*WHAT THE TASK ASKS*:
Report the number of lines in the data below that hold "instance", without any other words.

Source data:
_ _ _
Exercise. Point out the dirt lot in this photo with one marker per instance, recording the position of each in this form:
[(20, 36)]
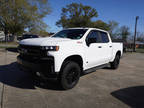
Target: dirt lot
[(105, 88)]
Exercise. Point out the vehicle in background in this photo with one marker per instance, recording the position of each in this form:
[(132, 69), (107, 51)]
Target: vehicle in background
[(27, 36)]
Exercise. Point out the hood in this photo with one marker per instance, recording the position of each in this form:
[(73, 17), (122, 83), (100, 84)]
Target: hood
[(43, 41)]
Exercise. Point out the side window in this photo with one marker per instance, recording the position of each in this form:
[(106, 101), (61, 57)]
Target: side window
[(104, 37), (93, 37)]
_ _ _
*SOLVED PROBLEM*:
4